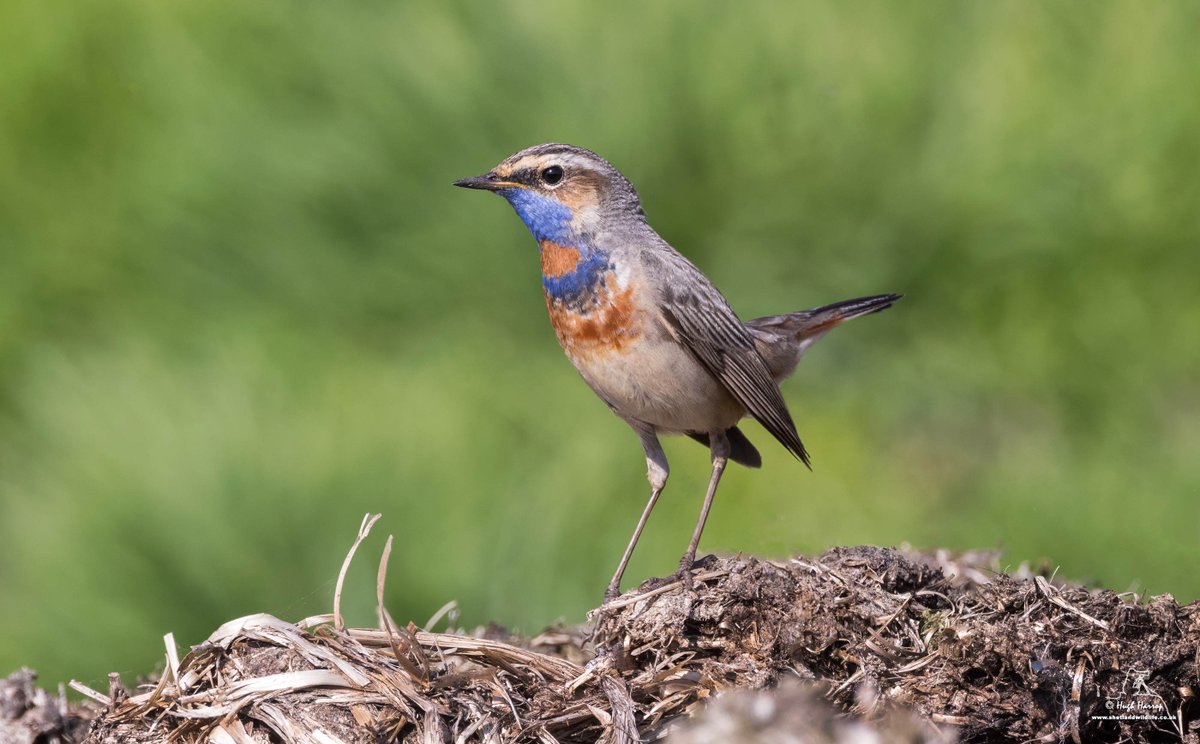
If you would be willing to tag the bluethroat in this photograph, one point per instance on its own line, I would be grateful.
(645, 327)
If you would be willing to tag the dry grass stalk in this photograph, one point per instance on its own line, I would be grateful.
(903, 649)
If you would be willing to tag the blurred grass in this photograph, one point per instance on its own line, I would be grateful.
(240, 304)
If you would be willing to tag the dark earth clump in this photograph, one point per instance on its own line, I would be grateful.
(858, 645)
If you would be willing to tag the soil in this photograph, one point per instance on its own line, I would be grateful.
(858, 645)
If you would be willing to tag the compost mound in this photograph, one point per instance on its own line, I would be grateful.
(858, 645)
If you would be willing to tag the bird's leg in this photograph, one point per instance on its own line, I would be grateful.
(720, 449)
(657, 472)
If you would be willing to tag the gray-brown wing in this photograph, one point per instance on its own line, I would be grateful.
(703, 323)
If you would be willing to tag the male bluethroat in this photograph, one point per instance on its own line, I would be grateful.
(646, 329)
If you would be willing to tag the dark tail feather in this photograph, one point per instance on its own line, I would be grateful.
(741, 450)
(807, 323)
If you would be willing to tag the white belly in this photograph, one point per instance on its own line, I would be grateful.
(658, 382)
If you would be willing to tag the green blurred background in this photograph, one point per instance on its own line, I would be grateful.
(241, 305)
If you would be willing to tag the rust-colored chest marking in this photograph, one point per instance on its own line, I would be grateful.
(609, 323)
(558, 259)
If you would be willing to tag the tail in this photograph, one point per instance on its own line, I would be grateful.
(781, 340)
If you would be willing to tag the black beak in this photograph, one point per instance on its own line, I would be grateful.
(489, 181)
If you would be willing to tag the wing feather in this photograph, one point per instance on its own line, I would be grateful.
(705, 324)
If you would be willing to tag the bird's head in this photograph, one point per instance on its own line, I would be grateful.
(562, 192)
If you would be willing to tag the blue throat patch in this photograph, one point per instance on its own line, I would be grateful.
(577, 289)
(551, 220)
(546, 219)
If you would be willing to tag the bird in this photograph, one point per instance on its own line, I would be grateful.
(647, 330)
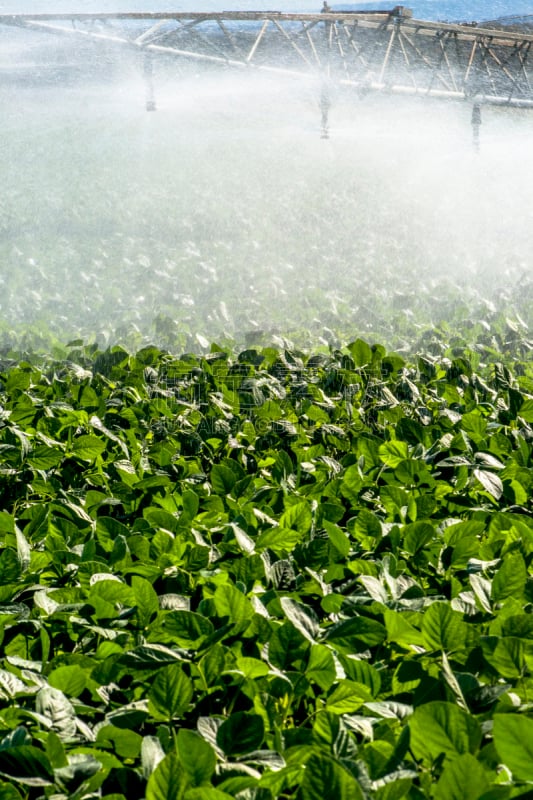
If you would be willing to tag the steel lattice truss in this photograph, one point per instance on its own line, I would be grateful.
(373, 52)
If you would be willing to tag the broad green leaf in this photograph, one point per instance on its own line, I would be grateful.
(149, 656)
(168, 781)
(27, 765)
(171, 693)
(297, 517)
(152, 754)
(188, 628)
(230, 602)
(463, 778)
(10, 568)
(44, 457)
(9, 792)
(347, 697)
(491, 482)
(197, 756)
(125, 742)
(416, 535)
(279, 539)
(401, 631)
(443, 628)
(53, 704)
(223, 479)
(321, 667)
(88, 447)
(361, 352)
(393, 453)
(508, 658)
(146, 599)
(513, 739)
(206, 793)
(439, 728)
(338, 538)
(71, 680)
(302, 617)
(356, 634)
(241, 733)
(325, 777)
(510, 579)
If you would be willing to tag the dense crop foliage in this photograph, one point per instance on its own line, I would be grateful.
(268, 574)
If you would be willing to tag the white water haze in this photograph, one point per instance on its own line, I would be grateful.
(225, 211)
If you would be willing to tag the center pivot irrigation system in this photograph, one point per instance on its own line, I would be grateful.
(387, 52)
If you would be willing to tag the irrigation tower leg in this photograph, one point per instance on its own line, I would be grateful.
(476, 124)
(325, 105)
(149, 82)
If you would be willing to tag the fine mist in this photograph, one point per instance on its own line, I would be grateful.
(225, 212)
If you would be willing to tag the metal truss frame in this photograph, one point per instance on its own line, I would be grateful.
(373, 52)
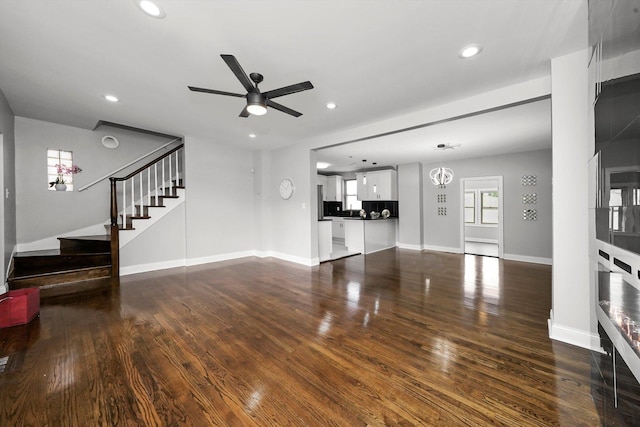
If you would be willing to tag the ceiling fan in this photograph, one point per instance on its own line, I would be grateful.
(257, 102)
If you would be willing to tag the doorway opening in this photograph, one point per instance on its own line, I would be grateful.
(481, 228)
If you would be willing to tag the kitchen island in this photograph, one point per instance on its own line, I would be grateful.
(370, 235)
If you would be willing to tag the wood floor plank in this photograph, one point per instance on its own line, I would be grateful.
(395, 338)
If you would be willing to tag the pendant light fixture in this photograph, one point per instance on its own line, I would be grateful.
(441, 176)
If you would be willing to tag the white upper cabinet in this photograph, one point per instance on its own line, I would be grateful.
(334, 188)
(322, 180)
(331, 187)
(378, 185)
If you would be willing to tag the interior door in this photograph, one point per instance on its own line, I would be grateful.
(482, 216)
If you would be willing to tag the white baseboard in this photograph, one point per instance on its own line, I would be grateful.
(443, 249)
(532, 259)
(292, 258)
(481, 240)
(409, 246)
(577, 337)
(220, 257)
(153, 266)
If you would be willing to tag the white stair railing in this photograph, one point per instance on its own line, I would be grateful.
(145, 187)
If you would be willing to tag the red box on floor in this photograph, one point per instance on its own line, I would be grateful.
(19, 307)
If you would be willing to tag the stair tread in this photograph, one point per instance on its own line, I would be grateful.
(99, 237)
(55, 253)
(56, 273)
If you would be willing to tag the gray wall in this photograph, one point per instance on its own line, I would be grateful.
(42, 213)
(219, 204)
(7, 203)
(161, 245)
(291, 225)
(524, 240)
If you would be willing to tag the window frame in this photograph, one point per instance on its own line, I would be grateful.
(478, 207)
(56, 156)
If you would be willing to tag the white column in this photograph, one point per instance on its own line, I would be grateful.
(573, 314)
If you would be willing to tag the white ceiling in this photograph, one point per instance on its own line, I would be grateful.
(524, 127)
(376, 59)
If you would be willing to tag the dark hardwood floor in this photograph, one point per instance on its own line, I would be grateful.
(397, 337)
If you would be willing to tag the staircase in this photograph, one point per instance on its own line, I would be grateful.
(84, 264)
(80, 265)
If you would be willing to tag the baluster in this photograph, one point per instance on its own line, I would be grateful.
(133, 198)
(124, 204)
(156, 178)
(163, 180)
(170, 177)
(177, 170)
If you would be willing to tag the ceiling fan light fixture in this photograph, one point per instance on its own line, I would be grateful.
(470, 51)
(151, 9)
(256, 104)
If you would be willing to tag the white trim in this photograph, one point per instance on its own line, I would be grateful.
(500, 224)
(442, 249)
(409, 246)
(260, 254)
(292, 258)
(220, 257)
(532, 259)
(621, 344)
(628, 257)
(573, 336)
(153, 266)
(481, 240)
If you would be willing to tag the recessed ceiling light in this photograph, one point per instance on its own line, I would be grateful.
(151, 9)
(470, 51)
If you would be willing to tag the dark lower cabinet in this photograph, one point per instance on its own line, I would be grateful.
(614, 389)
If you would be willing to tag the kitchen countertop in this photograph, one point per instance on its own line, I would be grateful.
(354, 218)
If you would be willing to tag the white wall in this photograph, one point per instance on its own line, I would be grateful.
(410, 194)
(523, 240)
(571, 316)
(44, 214)
(7, 187)
(220, 207)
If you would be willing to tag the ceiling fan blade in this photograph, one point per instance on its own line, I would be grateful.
(288, 90)
(233, 63)
(282, 108)
(216, 92)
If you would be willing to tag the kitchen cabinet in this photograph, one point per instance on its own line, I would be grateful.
(322, 180)
(333, 188)
(379, 185)
(337, 228)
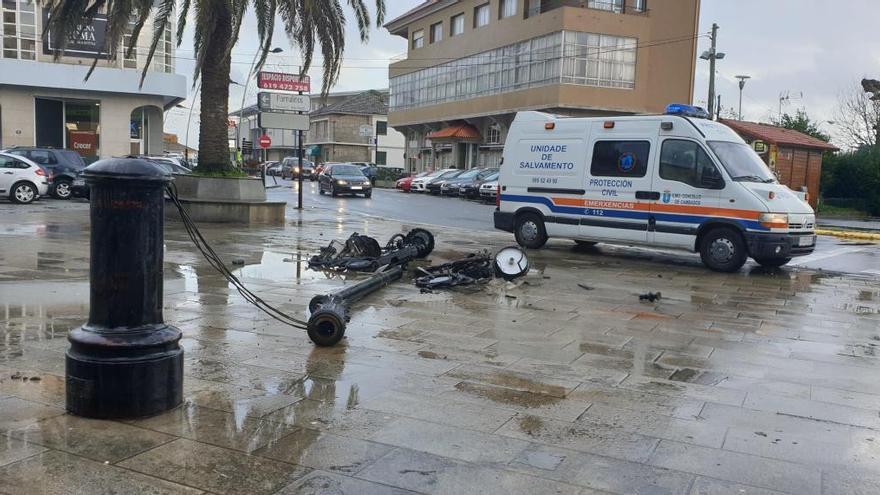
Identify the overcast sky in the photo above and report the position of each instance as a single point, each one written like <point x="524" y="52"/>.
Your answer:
<point x="808" y="49"/>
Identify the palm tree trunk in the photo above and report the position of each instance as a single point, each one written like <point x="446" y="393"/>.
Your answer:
<point x="213" y="134"/>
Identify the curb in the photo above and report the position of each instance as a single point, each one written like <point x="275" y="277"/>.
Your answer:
<point x="850" y="234"/>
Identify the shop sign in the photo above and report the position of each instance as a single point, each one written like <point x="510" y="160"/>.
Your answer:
<point x="83" y="142"/>
<point x="88" y="39"/>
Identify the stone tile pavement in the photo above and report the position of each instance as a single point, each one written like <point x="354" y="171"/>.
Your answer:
<point x="756" y="382"/>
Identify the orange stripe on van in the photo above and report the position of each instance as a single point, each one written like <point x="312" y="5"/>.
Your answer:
<point x="659" y="207"/>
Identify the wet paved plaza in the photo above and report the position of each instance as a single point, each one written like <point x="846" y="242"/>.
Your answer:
<point x="757" y="382"/>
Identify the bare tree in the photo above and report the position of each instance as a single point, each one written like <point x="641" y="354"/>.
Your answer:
<point x="858" y="117"/>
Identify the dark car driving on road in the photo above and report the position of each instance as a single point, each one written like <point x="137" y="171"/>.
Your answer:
<point x="344" y="179"/>
<point x="62" y="166"/>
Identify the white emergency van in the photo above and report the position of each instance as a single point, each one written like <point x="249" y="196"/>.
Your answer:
<point x="677" y="180"/>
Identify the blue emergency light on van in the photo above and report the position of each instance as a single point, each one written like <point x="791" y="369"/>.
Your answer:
<point x="687" y="111"/>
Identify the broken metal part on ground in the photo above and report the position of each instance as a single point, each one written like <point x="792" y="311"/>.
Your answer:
<point x="363" y="253"/>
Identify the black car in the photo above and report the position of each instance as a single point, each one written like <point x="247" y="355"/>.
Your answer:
<point x="471" y="189"/>
<point x="450" y="187"/>
<point x="344" y="179"/>
<point x="62" y="166"/>
<point x="433" y="187"/>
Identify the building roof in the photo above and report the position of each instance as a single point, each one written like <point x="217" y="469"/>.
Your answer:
<point x="457" y="132"/>
<point x="399" y="24"/>
<point x="777" y="135"/>
<point x="370" y="102"/>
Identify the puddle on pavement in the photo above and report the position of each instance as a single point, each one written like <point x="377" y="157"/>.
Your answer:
<point x="507" y="396"/>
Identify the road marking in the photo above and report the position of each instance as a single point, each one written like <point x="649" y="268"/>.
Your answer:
<point x="825" y="255"/>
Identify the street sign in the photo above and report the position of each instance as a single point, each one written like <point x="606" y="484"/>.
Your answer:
<point x="282" y="102"/>
<point x="289" y="121"/>
<point x="283" y="82"/>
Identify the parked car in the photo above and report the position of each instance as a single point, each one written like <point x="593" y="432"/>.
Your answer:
<point x="489" y="191"/>
<point x="290" y="168"/>
<point x="405" y="183"/>
<point x="61" y="166"/>
<point x="435" y="185"/>
<point x="421" y="184"/>
<point x="449" y="187"/>
<point x="471" y="189"/>
<point x="344" y="178"/>
<point x="22" y="180"/>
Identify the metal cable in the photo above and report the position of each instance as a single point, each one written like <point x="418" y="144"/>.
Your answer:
<point x="217" y="263"/>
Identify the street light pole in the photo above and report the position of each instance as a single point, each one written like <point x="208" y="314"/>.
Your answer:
<point x="742" y="84"/>
<point x="712" y="55"/>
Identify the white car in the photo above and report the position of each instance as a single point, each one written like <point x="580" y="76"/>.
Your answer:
<point x="489" y="191"/>
<point x="421" y="184"/>
<point x="22" y="180"/>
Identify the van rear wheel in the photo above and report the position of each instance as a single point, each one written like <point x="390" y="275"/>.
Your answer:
<point x="529" y="231"/>
<point x="723" y="249"/>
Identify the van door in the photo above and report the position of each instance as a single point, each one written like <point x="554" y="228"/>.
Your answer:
<point x="689" y="184"/>
<point x="616" y="186"/>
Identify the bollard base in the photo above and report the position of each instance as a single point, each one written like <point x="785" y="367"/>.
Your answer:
<point x="124" y="375"/>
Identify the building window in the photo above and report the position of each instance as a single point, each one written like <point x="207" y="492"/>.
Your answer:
<point x="481" y="15"/>
<point x="493" y="134"/>
<point x="19" y="29"/>
<point x="418" y="39"/>
<point x="456" y="25"/>
<point x="507" y="8"/>
<point x="590" y="60"/>
<point x="687" y="162"/>
<point x="599" y="60"/>
<point x="609" y="5"/>
<point x="620" y="159"/>
<point x="436" y="32"/>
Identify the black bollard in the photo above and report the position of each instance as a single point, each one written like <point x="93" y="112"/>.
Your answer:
<point x="125" y="362"/>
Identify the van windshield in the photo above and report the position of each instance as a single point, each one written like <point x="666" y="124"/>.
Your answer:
<point x="741" y="162"/>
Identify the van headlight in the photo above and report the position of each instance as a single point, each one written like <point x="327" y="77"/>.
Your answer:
<point x="774" y="220"/>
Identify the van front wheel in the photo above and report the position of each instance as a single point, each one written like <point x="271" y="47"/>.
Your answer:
<point x="530" y="232"/>
<point x="723" y="250"/>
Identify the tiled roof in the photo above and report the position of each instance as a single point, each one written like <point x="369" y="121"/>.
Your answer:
<point x="459" y="131"/>
<point x="370" y="102"/>
<point x="777" y="135"/>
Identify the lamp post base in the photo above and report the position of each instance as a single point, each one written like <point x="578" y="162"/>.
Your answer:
<point x="124" y="375"/>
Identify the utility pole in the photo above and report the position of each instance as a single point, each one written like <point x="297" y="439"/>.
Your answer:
<point x="712" y="55"/>
<point x="742" y="84"/>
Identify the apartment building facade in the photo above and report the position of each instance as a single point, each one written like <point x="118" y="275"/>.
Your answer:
<point x="472" y="64"/>
<point x="47" y="102"/>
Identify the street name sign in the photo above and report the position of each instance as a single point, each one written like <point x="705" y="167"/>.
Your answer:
<point x="283" y="102"/>
<point x="289" y="121"/>
<point x="283" y="82"/>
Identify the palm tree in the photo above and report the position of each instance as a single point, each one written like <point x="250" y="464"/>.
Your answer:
<point x="307" y="23"/>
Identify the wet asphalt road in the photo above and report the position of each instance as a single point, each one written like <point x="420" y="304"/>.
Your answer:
<point x="832" y="254"/>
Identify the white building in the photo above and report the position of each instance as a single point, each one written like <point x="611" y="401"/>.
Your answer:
<point x="48" y="103"/>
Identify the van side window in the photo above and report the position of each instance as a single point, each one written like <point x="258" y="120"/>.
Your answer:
<point x="686" y="161"/>
<point x="620" y="158"/>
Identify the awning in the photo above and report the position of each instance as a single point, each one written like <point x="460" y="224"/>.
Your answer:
<point x="459" y="132"/>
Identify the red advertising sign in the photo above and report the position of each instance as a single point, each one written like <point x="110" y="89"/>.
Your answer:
<point x="83" y="142"/>
<point x="284" y="82"/>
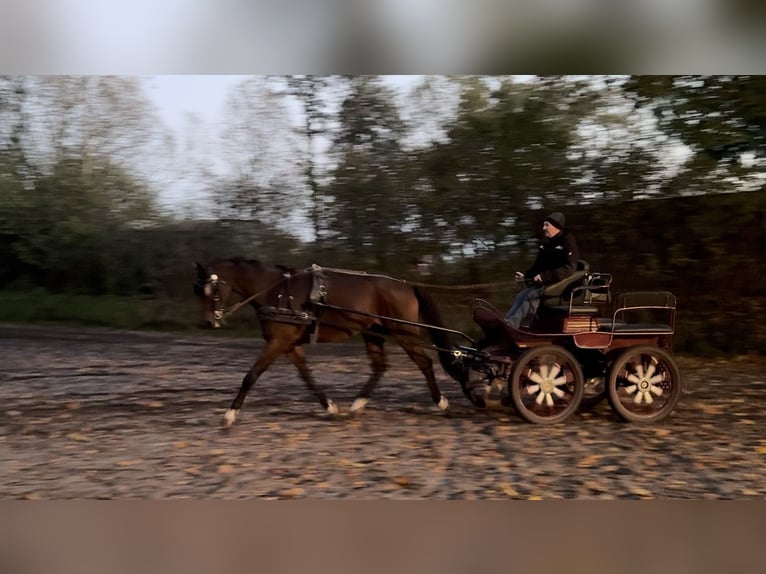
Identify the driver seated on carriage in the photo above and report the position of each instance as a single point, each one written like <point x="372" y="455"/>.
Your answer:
<point x="556" y="259"/>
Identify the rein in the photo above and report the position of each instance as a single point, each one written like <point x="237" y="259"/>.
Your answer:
<point x="433" y="286"/>
<point x="237" y="306"/>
· · · · · · ·
WHAT IS REQUIRED: Once a line of the records is found to contain "emergency", copy it out.

EXERCISE RESULT:
Identify the white emergency van in the photo above and report the position of each instance as a single point, each one written like <point x="249" y="196"/>.
Identify the blue emergency light on van in the photo above and report the position of each instance as a single point, each one written like <point x="791" y="369"/>.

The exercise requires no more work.